Entries taken from a collection:
◇ ◇ ◇ ◇ ◇

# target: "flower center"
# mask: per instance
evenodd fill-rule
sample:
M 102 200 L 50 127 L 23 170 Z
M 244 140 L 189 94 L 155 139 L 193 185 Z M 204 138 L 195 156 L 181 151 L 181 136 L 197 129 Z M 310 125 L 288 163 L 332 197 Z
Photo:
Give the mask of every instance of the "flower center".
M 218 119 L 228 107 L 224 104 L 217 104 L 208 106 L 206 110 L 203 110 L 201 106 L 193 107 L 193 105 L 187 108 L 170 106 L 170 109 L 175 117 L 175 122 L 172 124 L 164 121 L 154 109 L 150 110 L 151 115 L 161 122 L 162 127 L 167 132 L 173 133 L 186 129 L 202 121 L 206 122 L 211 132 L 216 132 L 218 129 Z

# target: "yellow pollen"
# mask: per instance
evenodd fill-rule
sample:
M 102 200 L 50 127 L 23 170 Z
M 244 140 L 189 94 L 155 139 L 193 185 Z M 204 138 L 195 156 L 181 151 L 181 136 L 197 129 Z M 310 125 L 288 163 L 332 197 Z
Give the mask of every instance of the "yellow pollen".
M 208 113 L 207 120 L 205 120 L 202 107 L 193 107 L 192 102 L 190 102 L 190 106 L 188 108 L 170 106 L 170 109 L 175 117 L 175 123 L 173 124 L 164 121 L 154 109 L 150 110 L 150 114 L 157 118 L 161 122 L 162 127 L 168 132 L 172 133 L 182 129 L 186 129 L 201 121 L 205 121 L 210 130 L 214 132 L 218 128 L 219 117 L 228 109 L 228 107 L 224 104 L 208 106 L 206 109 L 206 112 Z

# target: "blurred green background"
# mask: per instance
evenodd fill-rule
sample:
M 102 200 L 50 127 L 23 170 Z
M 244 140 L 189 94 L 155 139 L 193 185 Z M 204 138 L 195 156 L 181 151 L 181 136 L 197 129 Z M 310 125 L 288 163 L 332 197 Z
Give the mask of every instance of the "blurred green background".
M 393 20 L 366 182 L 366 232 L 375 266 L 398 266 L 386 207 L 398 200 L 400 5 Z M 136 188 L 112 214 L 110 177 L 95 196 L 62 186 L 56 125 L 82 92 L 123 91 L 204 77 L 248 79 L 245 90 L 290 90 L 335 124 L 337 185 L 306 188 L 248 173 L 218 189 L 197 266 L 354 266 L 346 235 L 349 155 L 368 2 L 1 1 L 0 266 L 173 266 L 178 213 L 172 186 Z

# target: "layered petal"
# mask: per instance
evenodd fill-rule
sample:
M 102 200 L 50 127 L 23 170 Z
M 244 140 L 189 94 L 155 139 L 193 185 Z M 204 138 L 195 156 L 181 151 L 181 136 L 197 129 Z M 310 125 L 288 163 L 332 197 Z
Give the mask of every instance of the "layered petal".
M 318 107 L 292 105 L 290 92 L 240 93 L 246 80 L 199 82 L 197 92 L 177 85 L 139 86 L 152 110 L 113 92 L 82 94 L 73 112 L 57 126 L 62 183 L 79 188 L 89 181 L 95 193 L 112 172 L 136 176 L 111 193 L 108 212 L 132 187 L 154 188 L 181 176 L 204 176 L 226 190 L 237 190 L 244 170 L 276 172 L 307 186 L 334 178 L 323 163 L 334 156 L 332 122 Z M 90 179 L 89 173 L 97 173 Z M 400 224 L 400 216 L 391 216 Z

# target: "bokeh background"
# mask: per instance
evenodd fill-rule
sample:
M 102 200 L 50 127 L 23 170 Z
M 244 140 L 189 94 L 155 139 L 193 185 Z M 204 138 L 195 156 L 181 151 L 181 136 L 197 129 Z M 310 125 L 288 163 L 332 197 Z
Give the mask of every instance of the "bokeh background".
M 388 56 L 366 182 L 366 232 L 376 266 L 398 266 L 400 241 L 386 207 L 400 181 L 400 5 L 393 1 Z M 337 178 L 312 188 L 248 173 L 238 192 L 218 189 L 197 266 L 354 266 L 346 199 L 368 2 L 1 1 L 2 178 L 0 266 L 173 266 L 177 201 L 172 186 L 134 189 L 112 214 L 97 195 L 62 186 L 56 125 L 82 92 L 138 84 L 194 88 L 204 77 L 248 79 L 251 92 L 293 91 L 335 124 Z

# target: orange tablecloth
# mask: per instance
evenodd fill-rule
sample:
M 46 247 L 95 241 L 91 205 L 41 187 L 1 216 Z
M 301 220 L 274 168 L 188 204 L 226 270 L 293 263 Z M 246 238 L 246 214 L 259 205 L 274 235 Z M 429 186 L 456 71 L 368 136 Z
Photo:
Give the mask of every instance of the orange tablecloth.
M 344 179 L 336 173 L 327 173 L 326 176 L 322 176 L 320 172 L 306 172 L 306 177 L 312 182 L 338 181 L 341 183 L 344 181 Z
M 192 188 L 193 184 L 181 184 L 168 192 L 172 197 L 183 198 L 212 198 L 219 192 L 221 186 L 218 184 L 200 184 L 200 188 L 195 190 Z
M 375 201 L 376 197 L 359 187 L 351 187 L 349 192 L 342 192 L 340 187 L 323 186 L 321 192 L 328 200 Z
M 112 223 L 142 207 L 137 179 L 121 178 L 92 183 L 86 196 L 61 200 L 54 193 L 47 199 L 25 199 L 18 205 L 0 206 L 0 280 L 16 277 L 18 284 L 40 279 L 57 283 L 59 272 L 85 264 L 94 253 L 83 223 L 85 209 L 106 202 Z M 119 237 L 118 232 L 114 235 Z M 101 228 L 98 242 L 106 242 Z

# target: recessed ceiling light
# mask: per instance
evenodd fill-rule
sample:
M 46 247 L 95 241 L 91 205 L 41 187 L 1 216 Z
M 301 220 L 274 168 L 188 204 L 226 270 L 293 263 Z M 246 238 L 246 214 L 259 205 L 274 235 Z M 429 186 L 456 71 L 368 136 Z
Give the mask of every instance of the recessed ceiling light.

◇ ◇ ◇ ◇ ◇

TRY IT:
Could you write out all of the data again, exactly as given?

PROBLEM SOLUTION:
# target: "flower center"
# mask: per instance
evenodd fill-rule
sample:
M 102 200 L 50 127 L 23 170 Z
M 244 140 L 189 94 L 155 139 L 193 185 Z M 204 138 L 195 156 L 181 151 L 181 136 L 197 129 Z M 310 125 L 288 163 L 332 197 Z
Photo:
Give the mask of every instance of the "flower center".
M 218 119 L 228 107 L 224 104 L 217 104 L 208 106 L 206 110 L 203 110 L 201 106 L 193 107 L 193 105 L 187 108 L 170 106 L 170 109 L 175 117 L 175 122 L 172 124 L 164 121 L 154 109 L 150 110 L 151 115 L 161 122 L 162 127 L 167 132 L 173 133 L 186 129 L 202 121 L 206 122 L 211 132 L 216 132 L 218 129 Z

# target: "yellow pollen"
# mask: per instance
evenodd fill-rule
sample:
M 102 200 L 50 127 L 23 170 Z
M 244 140 L 189 94 L 155 139 L 193 185 Z M 204 138 L 195 156 L 181 151 L 181 136 L 197 129 Z M 310 125 L 288 163 L 332 197 Z
Give the mask of every instance of the "yellow pollen".
M 208 113 L 207 120 L 205 120 L 202 107 L 193 107 L 192 102 L 190 102 L 190 106 L 188 108 L 170 106 L 170 109 L 175 117 L 175 123 L 173 124 L 164 121 L 154 109 L 150 110 L 150 114 L 157 118 L 161 122 L 162 127 L 168 132 L 172 133 L 182 129 L 186 129 L 201 121 L 205 121 L 210 130 L 214 132 L 218 128 L 219 117 L 228 109 L 228 107 L 224 104 L 208 106 L 206 109 L 206 112 Z

# target: "blurred green background"
# mask: per instance
evenodd fill-rule
sample:
M 102 200 L 50 127 L 23 170 Z
M 244 140 L 189 94 L 155 139 L 193 185 Z M 204 138 L 195 156 L 181 151 L 181 136 L 197 129 Z M 310 125 L 288 163 L 332 197 Z
Give the mask of every instance of the "blurred green background".
M 393 20 L 366 182 L 366 232 L 375 266 L 398 266 L 386 207 L 398 200 L 400 5 Z M 136 188 L 112 214 L 110 177 L 95 196 L 62 186 L 56 125 L 82 92 L 123 91 L 204 77 L 248 79 L 245 90 L 290 90 L 335 124 L 337 185 L 306 188 L 248 173 L 218 189 L 197 266 L 354 266 L 346 235 L 349 155 L 368 2 L 1 1 L 0 266 L 173 266 L 178 213 L 172 186 Z

# target: "layered petal"
# mask: per instance
evenodd fill-rule
sample:
M 102 200 L 50 127 L 23 170 Z
M 244 140 L 189 94 L 155 139 L 193 185 Z M 204 138 L 195 156 L 181 151 L 181 136 L 197 129 Z M 310 125 L 288 163 L 332 197 Z
Give the mask of every instance of the "layered petal".
M 318 107 L 292 105 L 290 92 L 240 93 L 246 80 L 199 82 L 197 92 L 177 85 L 139 86 L 152 110 L 113 92 L 82 94 L 73 112 L 57 126 L 62 183 L 79 188 L 89 181 L 95 193 L 112 172 L 136 176 L 111 193 L 108 212 L 132 187 L 154 188 L 181 176 L 204 176 L 226 190 L 237 190 L 244 170 L 276 172 L 307 186 L 334 178 L 323 163 L 334 156 L 332 122 Z M 90 179 L 89 173 L 97 173 Z M 400 224 L 400 216 L 391 216 Z

# target: "bokeh background"
# mask: per instance
evenodd fill-rule
sample:
M 102 200 L 50 127 L 23 170 Z
M 244 140 L 189 94 L 155 139 L 193 185 Z M 204 138 L 195 156 L 181 151 L 181 136 L 197 129 Z M 310 125 L 288 163 L 332 197 Z
Give the mask of every instance of the "bokeh background".
M 388 56 L 366 182 L 366 232 L 376 266 L 398 266 L 400 241 L 386 207 L 400 181 L 400 5 L 393 1 Z M 337 178 L 312 188 L 248 173 L 238 192 L 218 189 L 197 266 L 354 266 L 346 199 L 368 2 L 1 1 L 2 178 L 0 266 L 173 266 L 177 201 L 172 186 L 134 189 L 112 214 L 97 195 L 62 186 L 56 125 L 82 92 L 138 84 L 194 88 L 204 77 L 248 79 L 251 92 L 293 91 L 335 124 Z

# target: orange tablecloth
# mask: per instance
evenodd fill-rule
sample:
M 46 247 L 95 241 L 91 205 L 41 187 L 1 216 Z
M 301 220 L 274 168 L 188 204 L 226 270 L 293 263 Z M 246 238 L 246 214 L 259 205 L 274 235 Z M 429 186 L 456 71 L 368 136 Z
Photo:
Give the mask of every instance of the orange tablecloth.
M 344 179 L 336 173 L 327 173 L 326 176 L 322 176 L 320 172 L 306 172 L 306 177 L 312 182 L 338 181 L 341 183 L 344 181 Z
M 192 188 L 193 184 L 181 184 L 168 192 L 172 197 L 183 198 L 212 198 L 219 192 L 221 186 L 218 184 L 200 184 L 200 188 L 195 190 Z
M 375 201 L 376 197 L 359 187 L 351 187 L 349 192 L 342 192 L 340 187 L 323 186 L 321 192 L 328 200 Z
M 112 223 L 142 207 L 137 179 L 121 178 L 92 183 L 86 196 L 61 200 L 54 193 L 47 199 L 25 199 L 18 205 L 0 206 L 0 280 L 16 277 L 18 284 L 40 279 L 57 283 L 59 272 L 85 264 L 94 253 L 83 223 L 85 209 L 106 202 Z M 119 237 L 118 232 L 114 235 Z M 101 228 L 98 242 L 106 242 Z

# target: recessed ceiling light
# mask: per instance
evenodd fill-rule
sample:
M 46 247 L 95 241 L 91 205 L 41 187 L 1 216 Z
M 301 220 L 274 168 L 188 204 L 226 270 L 293 263 Z M 246 238 L 246 214 L 259 205 L 274 235 Z M 429 186 L 456 71 L 368 136 Z
Give the mask of every instance of the recessed ceiling light.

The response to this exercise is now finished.